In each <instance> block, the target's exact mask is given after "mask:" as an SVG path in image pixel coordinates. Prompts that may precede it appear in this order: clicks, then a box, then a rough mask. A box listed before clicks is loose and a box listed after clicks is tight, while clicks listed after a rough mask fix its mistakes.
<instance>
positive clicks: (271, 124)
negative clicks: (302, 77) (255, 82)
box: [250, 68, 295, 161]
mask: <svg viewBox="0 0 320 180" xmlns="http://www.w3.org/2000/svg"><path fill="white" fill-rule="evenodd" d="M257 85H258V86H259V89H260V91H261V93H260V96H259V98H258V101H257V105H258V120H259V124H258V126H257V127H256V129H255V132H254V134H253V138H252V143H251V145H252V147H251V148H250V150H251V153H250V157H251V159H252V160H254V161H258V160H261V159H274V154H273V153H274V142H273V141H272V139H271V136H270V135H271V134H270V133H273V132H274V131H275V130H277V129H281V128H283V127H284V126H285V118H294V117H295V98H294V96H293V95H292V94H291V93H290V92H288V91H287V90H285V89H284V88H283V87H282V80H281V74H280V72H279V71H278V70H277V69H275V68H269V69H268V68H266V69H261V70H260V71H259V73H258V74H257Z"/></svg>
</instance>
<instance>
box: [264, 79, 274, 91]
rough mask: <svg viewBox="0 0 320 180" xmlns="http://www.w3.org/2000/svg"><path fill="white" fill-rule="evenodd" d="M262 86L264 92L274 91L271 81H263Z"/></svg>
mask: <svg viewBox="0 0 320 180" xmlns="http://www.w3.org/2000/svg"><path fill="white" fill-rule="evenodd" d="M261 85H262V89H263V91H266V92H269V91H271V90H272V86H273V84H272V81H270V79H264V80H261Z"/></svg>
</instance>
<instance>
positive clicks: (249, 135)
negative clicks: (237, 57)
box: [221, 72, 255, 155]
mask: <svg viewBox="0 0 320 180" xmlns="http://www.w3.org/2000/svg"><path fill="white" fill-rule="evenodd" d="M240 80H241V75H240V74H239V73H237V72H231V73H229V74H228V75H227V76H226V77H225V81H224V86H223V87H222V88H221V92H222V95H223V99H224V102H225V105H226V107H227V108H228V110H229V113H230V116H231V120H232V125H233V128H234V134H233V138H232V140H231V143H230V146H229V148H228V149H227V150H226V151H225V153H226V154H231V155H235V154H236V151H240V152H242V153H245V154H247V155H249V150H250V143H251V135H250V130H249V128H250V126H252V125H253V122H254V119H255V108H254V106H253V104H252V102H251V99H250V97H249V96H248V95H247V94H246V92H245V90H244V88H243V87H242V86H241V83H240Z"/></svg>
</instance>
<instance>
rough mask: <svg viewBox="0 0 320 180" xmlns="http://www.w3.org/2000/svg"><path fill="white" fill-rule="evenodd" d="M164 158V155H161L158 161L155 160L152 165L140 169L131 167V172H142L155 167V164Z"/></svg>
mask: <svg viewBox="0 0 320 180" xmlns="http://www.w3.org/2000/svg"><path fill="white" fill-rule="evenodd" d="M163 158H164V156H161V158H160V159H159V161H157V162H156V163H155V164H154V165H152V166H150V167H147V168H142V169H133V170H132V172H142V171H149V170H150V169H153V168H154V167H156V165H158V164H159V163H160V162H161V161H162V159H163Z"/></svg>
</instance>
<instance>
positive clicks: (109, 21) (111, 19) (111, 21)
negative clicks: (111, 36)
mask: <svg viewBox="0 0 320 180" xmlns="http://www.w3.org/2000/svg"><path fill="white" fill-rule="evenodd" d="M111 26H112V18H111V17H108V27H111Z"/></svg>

**What the task asks**
State how many lines above include the word "positive", and nothing more.

**Task answer**
3